Dataset excerpts on object pointing:
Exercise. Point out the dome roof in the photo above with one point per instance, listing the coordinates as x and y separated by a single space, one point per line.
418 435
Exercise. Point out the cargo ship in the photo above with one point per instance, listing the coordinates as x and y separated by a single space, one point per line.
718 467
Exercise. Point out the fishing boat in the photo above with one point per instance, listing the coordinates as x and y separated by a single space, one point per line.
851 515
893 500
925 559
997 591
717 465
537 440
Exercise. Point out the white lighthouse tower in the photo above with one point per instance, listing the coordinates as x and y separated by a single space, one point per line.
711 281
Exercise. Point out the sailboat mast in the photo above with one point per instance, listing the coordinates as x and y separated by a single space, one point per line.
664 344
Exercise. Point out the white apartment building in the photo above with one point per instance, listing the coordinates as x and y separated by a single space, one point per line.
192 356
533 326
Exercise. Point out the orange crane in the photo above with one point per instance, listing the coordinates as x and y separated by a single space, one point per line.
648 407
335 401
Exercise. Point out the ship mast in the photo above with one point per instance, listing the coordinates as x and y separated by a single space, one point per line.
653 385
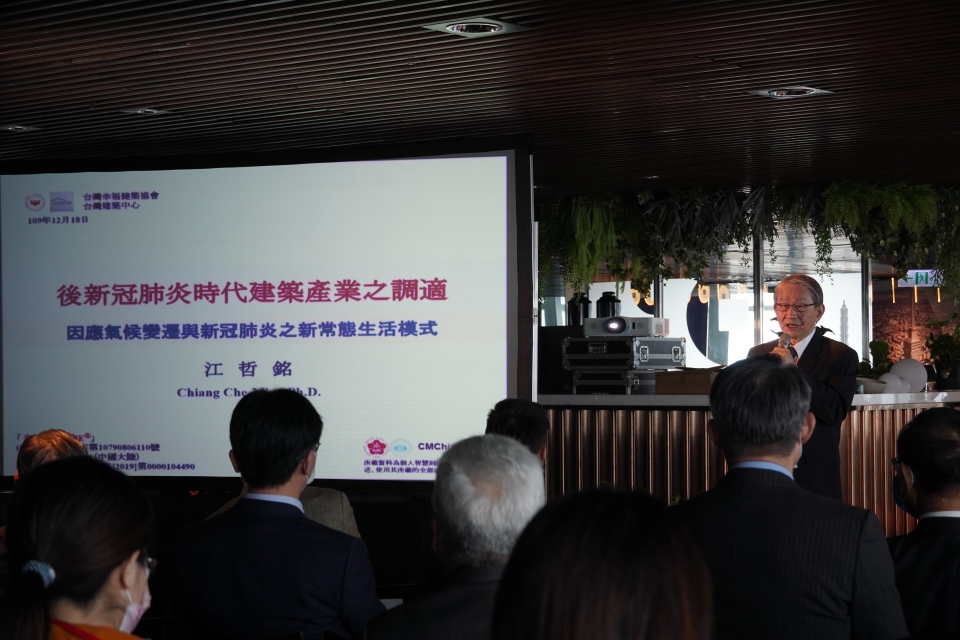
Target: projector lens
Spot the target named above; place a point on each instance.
(615, 325)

What the task requires: Quote, word for word and nothing more, every line from the line with "Exercise. Point out the fishing" to the end of the entries, including both ends; skip any pictures.

Output of the exercise:
Exercise. Point out the fishing boat in the photo above with one point per instance, listing the coordinates as x and y separated by a single space, one point per line.
851 515
893 500
925 559
997 591
717 465
537 440
Exercise. Point out the white lighthouse tower in the photo above with one point per instance, listing the coordinates as x and y separated by a single space, one point per line.
711 281
Exercise. Point out the sailboat mast in the photo above with one point per instance, listing the coordinates as x and y separated by a single space, one point per line.
664 344
Exercise. Point out the white apartment building in the photo above with one point per instance, listing the coordinates as x and y separated by a single space, one point per line.
192 356
533 326
Exercise. Point out the orange crane in the photo above with one point per instance, listing the coordinates as x and y separated by a single space, one point per line.
648 407
335 401
Exercise. Point out the ship mast in the photo above with one point per instance, listing the coordinates as x and y separated by a single space, one point per line.
653 385
Target: projector lens
Spot the target named above; place a point on each instance.
(615, 325)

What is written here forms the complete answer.